• [What to do]:
1. Reproduce a stretch of the smart cities article verbatim, starting with "By Joshua New, Daniel" and going on through "supports their development.".
2. Pick up the smart cities article after its final sentence and keep writing it.

• [Supplied text]:
How National Governments Can Help Smart Cities Succeed

Posted by Content Coordinator on Monday, November 13th, 2017

CENTER FOR DATA INNOVATION

By Joshua New, Daniel Castro, and Matt Beckwith

Cities around the world are undergoing two important transformations. First, they are growing. For the first time in history, a majority of the world’s population lives in urban areas. Second, they are beginning to evolve into “smart cities”—cities capable of collecting and analyzing vast quantities of data to automate processes, improve service quality, provide market signal feedback to users, and to make better decisions. While city governments can and should manage much of this transformation, national governments have an important role to play in accelerating and coordinating the development of smart cities. Indeed, the long-term success of smart cities in any particular nation will likely depend on whether the national government supports their development.

Cities of all sizes are beginning to use an array of technologies, including low-cost sensors, wireless communication systems, data-actuated devices, and advanced data analytics to operate more intelligently. Cities can use these technologies to address many key challenges, such as traffic congestion, crime, and pollution, as well as to improve the quality and reduce the costs of a vast array of government services. The emergence of smart cities is a marked departure from the past when most urban systems—roads, transit, waste-removal systems, the electric grid, and buildings—had few, if any, built-in capabilities to measure and act on their performance, particularly in real time. With the development of new technologies to collect, analyze, act on, and share municipal data, urban infrastructure and services no longer need to be static and unresponsive, but can instead adapt to changing needs.

However, cities cannot complete the evolution into smart cities on their own. There are five key challenges limiting smart city development that even the most capable of cities will likely not be able to overcome on their own. These are:

  • Too Much Risk: Cities have little incentive to be early adopters of new smart city technology when that means they bear all of the risk of failure. Instead they have an incentive to wait until others have worked out the challenges. Similarly, while public research and development (R&D) will be critical to the success of smart cities, such as improving cyber security and establishing demonstration projects, a city cannot be expected to take on the costs of R&D in exchange for only a small share of the total benefits it will generate.

• [Record extracts]:
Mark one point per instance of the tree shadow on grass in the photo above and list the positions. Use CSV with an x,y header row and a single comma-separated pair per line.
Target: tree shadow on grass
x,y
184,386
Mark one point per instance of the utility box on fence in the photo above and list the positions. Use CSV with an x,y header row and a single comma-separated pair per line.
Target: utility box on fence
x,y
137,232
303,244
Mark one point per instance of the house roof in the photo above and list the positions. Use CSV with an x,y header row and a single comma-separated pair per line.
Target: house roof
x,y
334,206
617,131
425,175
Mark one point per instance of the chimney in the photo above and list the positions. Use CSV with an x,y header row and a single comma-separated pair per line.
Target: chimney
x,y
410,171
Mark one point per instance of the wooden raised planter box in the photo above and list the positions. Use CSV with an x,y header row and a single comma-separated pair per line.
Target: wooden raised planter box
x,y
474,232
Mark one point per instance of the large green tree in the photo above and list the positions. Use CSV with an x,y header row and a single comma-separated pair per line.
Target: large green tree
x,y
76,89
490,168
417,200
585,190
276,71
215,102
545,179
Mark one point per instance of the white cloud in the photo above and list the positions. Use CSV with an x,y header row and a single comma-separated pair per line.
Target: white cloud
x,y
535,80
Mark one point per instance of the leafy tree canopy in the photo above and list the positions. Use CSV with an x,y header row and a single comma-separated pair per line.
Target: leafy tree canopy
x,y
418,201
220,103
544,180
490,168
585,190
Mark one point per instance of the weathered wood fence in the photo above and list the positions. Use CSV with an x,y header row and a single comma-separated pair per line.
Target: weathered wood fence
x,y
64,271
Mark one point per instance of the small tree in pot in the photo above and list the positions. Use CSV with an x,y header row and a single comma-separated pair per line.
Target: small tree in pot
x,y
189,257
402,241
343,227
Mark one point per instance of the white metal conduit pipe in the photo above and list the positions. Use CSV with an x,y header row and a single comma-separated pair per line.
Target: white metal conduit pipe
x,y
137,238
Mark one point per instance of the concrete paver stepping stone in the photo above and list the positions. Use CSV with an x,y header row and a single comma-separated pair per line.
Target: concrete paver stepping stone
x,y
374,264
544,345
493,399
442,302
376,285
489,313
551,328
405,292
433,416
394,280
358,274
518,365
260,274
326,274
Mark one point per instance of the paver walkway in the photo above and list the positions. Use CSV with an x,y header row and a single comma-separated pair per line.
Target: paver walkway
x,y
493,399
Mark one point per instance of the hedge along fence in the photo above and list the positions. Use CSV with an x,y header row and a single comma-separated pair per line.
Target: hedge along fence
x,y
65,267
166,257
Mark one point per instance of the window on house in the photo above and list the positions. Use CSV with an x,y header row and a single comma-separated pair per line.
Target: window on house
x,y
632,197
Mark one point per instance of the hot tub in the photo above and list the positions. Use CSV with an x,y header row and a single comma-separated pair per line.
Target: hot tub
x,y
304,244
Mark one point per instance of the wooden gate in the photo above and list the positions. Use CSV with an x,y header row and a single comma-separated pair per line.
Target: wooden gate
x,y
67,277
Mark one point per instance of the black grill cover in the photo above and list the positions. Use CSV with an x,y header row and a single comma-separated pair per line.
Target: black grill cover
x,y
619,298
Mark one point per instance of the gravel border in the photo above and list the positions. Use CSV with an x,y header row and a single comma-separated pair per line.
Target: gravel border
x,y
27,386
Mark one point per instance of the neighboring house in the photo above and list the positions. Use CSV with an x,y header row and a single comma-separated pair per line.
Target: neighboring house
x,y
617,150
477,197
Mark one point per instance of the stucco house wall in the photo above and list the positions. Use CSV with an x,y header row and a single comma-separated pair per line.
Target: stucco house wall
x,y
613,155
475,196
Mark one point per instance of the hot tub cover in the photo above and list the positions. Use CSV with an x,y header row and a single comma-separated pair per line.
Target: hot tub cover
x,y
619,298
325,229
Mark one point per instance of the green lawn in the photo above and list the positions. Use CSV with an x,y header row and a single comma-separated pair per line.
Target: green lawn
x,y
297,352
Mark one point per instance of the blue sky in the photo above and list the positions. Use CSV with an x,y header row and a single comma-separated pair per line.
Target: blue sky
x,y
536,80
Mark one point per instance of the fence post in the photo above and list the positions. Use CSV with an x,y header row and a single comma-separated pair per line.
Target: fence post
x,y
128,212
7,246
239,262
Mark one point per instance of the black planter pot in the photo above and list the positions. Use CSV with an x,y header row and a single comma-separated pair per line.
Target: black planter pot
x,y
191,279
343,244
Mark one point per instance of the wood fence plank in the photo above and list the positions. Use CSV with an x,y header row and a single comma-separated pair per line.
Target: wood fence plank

• [The results]:
1.
By Joshua New, Daniel Castro, and Matt Beckwith

Cities around the world are undergoing two important transformations. First, they are growing. For the first time in history, a majority of the world’s population lives in urban areas. Second, they are beginning to evolve into “smart cities”—cities capable of collecting and analyzing vast quantities of data to automate processes, improve service quality, provide market signal feedback to users, and to make better decisions. While city governments can and should manage much of this transformation, national governments have an important role to play in accelerating and coordinating the development of smart cities. Indeed, the long-term success of smart cities in any particular nation will likely depend on whether the national government supports their development.

2.
  • Lack of Focus on Smart Infrastructure: Many national governments’ infrastructure funding focuses almost exclusively on enabling cities to build and maintain traditional “concrete and steel” projects. This leaves little opportunity for more capable and innovative cities, which rely on national government funding, to pursue smart infrastructure built around “concrete and chips.”
  • The Need for Interconnected Smart Cities: If cities can share and compare data with one another, governments can reduce costs, as well as analyze larger pools of data, enabling more accurate and actionable insights. However, cities are not equipped to develop interoperable systems and share data across their jurisdictional boundaries.
  • Lagging Communities of Practice: Building and operating smart cities will require a significant change from the normal way of managing cities, and local leaders need to be able to easily share their successes and failures and learn from their peers. If every city experimenting with smart city technology would share what they learn, every other city would benefit. But without an initial critical mass of cities capable of developing and sharing these insights, overall learning and action will remain limited.
  • The Need to Ensure Equity: Smart city technologies have great potential to help address the needs of underserved communities, however these technologies can also exacerbate inequalities if applied or adopted unevenly, which simultaneously limits the efficacy of these technologies. Municipal governments can enact policies to help ensure the equitable distribution and application of smart city technologies, but historically efforts to promote equity have been supplemented by national government efforts, suggesting municipal actions alone would be insufficient.

Fortunately, national governments can provide solutions to all these challenges. Cities will rightly make the majority of investments and decisions related to their evolution into smart cities. However national governments have a key role to fill in addressing the problems cities cannot resolve on their own, particularly in the early stages. Importantly, large portions of the role of national governments will be temporary. While national governments should always be involved in supporting innovation, their main goal with smart cities is to enact policies that set in motion significant shifts in how cities operate that will allow this evolution to be self-sustaining. Thus, some of the roles for national governments in smart cities will be temporary—for example, once robust communities of practice arise for smart cities, national governments do not need to heavily encourage their development—while others, such as promoting equity, may be ongoing. National government solutions include:

  • Supporting shared projects in at least four areas: 1) R&D on key technical challenges, such as cyber security; 2) research and demonstration projects that develop and test particular new smart city applications; 3) shared applications and tools that make cities better equipped to work with smart technology and data; and 4) demonstration projects to establish a few comprehensive smart cities to test system-wide applications.
  • Allocating a share of infrastructure investments to specifically target smart infrastructure, such as intelligent transportation systems and smart grid systems.
  • Developing policies and common standards for smart city technologies that encourage interoperability and data sharing to increase the effectiveness of smart city applications and increase the value proposition for smart technologies.
  • Fostering collaboration and coordination in the smart city ecosystem to facilitate inter-city learning and reduce knowledge sharing barriers.
  • Ensuring that efforts to support smart cities, such as through pilot programs, infrastructure investment, or support for public-private partnerships, address the needs of underserved communities.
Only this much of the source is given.